THE PROBLEM: Every line from the first record below down to the line that includes "Target: puppy lip" must be reproduced exactly; the pictures are not.

DATA TO EXAMINE:
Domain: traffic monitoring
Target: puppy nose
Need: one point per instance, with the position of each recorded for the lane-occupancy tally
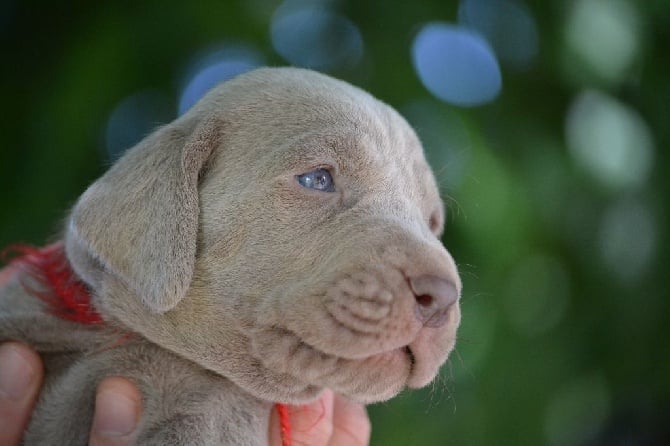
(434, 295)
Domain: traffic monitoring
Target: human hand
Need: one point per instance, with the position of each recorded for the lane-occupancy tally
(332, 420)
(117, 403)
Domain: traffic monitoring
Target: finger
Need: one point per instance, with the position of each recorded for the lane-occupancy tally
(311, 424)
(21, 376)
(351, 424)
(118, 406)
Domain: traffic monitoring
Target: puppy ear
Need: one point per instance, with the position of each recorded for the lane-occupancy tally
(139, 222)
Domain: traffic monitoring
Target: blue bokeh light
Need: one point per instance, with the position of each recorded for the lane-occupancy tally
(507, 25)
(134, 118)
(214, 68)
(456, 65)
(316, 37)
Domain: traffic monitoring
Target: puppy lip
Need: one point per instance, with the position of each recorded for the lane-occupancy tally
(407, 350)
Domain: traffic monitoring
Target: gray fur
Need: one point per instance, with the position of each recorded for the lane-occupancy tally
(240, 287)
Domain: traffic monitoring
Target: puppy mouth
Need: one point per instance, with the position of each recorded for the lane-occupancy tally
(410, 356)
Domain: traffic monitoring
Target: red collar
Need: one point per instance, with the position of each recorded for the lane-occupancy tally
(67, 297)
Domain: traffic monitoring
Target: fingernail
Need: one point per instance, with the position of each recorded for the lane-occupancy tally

TASK ANSWER:
Domain: traffic monitoring
Target: puppy nose
Need: one point per instance, with the position of each recorded for the lane-occupancy tally
(434, 295)
Domain: traffic monitoring
Target: human hand
Need: one point per instance, with the position of each recorded for the lane-occupancy tally
(332, 420)
(117, 403)
Domain: traffic monitoring
Target: finger
Need: one point per instance, with the position of each recorded for the lane-occupancy tally
(311, 424)
(21, 376)
(351, 424)
(118, 406)
Domain: traffic monitoring
Target: puppy ear
Need: one point per instance, with the position of each recorded for the lane-occupancy tally
(139, 222)
Domain: traffic monitoring
Target: blue bokeh light
Need: one point per instance, with the position of each recorded for the lane-occupancy tally
(507, 25)
(134, 118)
(214, 68)
(456, 65)
(316, 37)
Domain: traffic monitoring
Target: puppy lip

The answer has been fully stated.